= Petunjuk Tugas =
Salin tanpa perubahan bagian bacaan tentang Geger Sepehi di bawah ini, mulai dari "Sultan Hamengkubuwono II lantas" dan terus sampai "dijajah oleh Inggris.".

= Bacaan =

-*-

Letnan Gubernur dan Geger Sepehi
Di Jawa, Raffles juga menunjukkan ketertarikannya pada peninggalan-peninggalan bersejarah yang tersebar. Namun, Raffles sempat menyerang Keraton Yogyakarta pada 19-20 Juni 1812.
Menurut situs Dinas Kebudayaan Yogyakarta, langkah awal Rafles adalah mengambil alih Jawa khususnya dari Perancis dan Belanda. Raffles kemudian mengirim residen-residen ke wilayah-wilayah di Jawa, termasuk kerajaan-kerajaan yang ada di pulau tersebut.
Sultan Hamengkubuwono II lantas bersekutu dengan Sunan Pakubuwono IV. Raffles sempat mengirim utusan untuk berdiplomasi dengan Sultan Hamengkubuwono II. Jalan diplomasi menemui titik buntu dan berakhir dengan upaya penaklukan Kasultanan Yogyakarta.
Kasultanan saat itu sedang dilanda konflik keluarga yang memperlemah pertahanan kasultanan. Hal ini dimanfaatkan oleh Raffles untuk menyerang Yogyakarta. Peristiwa ini disebut sebagai Geger Sepoy (Geger Sepehi) karena kebanyakan pasukan Inggris dari Brigade Sepoy. Brigade tersebut adalah tentara yang direkrut dari warga India yang sudah lebih dahulu dijajah oleh Inggris.

-*-

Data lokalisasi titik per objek
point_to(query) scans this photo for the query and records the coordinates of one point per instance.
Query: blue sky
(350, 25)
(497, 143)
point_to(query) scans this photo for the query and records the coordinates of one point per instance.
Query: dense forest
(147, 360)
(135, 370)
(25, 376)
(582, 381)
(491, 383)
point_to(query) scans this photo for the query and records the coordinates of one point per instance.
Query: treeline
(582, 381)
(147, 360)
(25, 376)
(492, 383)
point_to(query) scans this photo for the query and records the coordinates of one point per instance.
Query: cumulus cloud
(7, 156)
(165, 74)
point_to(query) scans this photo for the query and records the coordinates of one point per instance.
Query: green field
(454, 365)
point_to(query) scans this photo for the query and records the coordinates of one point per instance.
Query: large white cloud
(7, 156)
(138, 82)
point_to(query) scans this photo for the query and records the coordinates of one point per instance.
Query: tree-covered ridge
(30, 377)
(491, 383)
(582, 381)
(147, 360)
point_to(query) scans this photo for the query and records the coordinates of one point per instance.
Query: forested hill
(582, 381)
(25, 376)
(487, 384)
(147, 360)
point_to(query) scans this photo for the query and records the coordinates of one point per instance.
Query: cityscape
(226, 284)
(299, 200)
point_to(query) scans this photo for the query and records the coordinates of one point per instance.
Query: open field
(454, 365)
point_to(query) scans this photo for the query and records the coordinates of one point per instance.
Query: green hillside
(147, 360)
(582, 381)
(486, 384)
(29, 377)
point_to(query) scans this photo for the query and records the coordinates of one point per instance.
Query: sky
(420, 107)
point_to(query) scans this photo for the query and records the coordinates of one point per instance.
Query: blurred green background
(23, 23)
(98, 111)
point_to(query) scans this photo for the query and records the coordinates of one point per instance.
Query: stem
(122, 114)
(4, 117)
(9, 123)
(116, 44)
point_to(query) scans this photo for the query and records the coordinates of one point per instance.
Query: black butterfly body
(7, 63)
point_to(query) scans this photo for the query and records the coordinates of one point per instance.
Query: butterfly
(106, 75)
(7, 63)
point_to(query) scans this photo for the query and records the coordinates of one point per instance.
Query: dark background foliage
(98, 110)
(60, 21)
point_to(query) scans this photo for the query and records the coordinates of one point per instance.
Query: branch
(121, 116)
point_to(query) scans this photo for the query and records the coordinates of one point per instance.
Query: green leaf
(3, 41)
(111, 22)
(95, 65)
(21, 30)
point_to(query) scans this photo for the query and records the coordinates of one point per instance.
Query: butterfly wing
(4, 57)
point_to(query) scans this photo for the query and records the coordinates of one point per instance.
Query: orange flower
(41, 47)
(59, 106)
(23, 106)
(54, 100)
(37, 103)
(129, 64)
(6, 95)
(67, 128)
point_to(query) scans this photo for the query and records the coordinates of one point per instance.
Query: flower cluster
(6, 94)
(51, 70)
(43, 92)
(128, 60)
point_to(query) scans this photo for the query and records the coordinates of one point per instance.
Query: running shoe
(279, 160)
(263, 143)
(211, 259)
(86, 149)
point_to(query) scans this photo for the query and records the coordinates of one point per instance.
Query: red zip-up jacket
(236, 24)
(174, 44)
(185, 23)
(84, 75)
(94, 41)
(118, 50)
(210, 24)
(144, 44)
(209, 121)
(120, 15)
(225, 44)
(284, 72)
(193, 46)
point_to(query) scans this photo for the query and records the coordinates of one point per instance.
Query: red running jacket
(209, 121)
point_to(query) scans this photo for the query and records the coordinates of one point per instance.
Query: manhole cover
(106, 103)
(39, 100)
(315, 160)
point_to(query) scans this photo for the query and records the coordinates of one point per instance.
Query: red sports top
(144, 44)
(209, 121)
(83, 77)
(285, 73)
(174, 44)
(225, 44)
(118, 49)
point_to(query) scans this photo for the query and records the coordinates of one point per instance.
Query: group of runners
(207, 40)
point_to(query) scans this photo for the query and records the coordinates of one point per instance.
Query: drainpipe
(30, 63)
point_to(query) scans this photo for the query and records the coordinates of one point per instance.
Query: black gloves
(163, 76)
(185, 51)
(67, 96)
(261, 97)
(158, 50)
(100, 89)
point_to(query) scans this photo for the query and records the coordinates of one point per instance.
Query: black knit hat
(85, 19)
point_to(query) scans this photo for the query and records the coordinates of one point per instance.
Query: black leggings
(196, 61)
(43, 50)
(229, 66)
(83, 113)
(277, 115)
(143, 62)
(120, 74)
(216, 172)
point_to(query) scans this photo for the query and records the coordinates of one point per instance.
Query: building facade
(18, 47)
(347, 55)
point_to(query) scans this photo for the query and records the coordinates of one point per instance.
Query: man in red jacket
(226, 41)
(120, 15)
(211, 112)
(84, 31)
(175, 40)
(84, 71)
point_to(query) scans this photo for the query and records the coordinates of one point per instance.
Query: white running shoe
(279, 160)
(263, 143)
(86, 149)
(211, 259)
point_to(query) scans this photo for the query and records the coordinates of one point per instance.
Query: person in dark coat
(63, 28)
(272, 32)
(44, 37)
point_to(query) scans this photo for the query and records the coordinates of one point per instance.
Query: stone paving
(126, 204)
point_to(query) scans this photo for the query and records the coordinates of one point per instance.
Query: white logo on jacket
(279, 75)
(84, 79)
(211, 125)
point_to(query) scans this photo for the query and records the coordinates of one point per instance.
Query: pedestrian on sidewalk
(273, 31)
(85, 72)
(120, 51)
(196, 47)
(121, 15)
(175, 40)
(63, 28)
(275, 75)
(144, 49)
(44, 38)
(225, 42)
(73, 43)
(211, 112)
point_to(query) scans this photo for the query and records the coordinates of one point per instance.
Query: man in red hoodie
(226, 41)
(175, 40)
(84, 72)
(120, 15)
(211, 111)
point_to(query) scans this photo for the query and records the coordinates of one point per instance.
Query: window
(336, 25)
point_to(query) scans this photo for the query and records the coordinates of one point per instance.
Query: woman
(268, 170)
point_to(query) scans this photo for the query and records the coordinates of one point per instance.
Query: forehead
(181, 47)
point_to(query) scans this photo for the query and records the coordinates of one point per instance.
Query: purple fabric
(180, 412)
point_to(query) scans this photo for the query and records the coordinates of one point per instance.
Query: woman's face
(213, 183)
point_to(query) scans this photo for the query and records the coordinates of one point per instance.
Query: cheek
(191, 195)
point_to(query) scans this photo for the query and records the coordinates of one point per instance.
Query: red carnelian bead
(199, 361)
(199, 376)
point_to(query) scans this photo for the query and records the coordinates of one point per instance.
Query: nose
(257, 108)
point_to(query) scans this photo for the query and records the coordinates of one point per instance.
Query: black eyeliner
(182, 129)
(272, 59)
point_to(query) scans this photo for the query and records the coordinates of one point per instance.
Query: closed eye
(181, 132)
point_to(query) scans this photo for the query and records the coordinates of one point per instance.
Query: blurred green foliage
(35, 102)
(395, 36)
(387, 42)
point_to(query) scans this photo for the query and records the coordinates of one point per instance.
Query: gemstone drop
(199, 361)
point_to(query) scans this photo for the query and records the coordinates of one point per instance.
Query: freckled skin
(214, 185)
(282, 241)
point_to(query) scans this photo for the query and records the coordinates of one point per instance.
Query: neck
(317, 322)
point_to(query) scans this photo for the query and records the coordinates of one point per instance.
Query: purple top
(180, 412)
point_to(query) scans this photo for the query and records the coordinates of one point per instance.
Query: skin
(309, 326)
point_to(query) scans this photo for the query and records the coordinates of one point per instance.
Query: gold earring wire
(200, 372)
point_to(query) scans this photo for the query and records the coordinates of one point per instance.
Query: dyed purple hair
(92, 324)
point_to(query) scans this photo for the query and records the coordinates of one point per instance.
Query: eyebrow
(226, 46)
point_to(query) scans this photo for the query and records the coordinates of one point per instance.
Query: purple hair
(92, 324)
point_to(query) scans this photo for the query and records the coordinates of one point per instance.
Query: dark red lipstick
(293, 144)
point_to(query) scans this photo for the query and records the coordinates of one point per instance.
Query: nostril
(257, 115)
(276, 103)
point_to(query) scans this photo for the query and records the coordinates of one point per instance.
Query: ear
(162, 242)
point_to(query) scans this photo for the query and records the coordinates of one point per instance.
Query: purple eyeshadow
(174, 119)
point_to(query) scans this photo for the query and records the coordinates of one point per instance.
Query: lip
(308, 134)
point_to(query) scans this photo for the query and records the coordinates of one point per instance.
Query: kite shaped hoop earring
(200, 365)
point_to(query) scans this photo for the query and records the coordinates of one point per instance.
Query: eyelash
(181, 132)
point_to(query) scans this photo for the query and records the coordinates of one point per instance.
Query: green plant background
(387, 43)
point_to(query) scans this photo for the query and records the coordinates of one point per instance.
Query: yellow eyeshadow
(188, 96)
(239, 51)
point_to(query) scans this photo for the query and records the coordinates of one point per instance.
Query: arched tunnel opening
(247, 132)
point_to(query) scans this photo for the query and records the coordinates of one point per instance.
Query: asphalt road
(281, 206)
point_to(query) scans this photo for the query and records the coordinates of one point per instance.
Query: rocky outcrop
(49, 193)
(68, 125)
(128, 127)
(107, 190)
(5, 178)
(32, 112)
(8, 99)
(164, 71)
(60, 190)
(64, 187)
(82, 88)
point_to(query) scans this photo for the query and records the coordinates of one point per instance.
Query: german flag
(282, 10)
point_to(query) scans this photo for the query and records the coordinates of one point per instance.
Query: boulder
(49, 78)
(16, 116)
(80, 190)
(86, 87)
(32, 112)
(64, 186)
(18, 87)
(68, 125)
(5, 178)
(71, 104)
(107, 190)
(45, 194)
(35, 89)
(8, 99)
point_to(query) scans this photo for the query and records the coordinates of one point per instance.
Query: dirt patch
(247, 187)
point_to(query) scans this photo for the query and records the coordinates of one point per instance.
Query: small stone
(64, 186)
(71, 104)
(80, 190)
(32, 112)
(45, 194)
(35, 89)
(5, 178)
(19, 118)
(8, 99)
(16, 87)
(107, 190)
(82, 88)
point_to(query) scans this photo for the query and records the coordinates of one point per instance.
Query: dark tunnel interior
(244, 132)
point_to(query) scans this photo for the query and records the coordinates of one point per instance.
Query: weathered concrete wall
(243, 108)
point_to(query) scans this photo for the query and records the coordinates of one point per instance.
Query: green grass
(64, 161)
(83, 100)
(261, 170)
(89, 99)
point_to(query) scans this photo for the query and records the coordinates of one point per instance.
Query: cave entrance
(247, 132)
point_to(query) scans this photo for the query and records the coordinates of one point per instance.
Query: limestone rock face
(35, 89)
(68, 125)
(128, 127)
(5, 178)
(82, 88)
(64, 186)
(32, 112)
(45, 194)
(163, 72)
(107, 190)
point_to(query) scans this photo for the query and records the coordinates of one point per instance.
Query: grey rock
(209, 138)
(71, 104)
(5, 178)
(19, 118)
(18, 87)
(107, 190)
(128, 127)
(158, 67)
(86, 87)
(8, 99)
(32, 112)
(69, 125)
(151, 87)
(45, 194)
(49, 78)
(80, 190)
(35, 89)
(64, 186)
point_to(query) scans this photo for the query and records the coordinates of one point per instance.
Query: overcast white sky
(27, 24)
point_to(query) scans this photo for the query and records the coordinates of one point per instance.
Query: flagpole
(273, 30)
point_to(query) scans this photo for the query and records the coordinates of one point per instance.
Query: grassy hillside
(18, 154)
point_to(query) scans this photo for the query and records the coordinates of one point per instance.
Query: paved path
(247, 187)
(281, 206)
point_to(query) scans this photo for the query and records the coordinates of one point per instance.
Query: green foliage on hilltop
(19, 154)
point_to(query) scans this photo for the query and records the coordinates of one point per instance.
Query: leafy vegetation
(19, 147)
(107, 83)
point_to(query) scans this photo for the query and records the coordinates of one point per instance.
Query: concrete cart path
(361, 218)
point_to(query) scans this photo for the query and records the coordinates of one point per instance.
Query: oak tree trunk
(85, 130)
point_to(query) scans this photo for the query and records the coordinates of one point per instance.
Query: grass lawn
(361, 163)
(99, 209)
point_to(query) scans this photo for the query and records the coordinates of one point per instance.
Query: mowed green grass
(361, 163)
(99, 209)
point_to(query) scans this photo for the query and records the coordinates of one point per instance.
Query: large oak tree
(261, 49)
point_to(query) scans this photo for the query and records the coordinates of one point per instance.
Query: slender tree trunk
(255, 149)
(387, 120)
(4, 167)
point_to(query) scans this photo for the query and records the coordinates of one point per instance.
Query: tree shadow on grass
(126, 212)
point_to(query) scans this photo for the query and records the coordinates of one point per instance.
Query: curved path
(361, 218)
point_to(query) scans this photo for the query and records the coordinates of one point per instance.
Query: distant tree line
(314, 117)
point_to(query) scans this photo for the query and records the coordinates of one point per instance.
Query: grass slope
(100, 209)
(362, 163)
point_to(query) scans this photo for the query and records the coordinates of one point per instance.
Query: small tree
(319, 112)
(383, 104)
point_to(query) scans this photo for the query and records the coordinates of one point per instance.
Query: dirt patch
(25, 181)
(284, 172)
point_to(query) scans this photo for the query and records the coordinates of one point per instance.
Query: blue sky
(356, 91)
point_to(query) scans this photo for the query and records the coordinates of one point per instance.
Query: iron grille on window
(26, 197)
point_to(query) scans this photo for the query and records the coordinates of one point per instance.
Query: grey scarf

-*-

= Jawaban =
Sultan Hamengkubuwono II lantas bersekutu dengan Sunan Pakubuwono IV. Raffles sempat mengirim utusan untuk berdiplomasi dengan Sultan Hamengkubuwono II. Jalan diplomasi menemui titik buntu dan berakhir dengan upaya penaklukan Kasultanan Yogyakarta.
Kasultanan saat itu sedang dilanda konflik keluarga yang memperlemah pertahanan kasultanan. Hal ini dimanfaatkan oleh Raffles untuk menyerang Yogyakarta. Peristiwa ini disebut sebagai Geger Sepoy (Geger Sepehi) karena kebanyakan pasukan Inggris dari Brigade Sepoy. Brigade tersebut adalah tentara yang direkrut dari warga India yang sudah lebih dahulu dijajah oleh Inggris.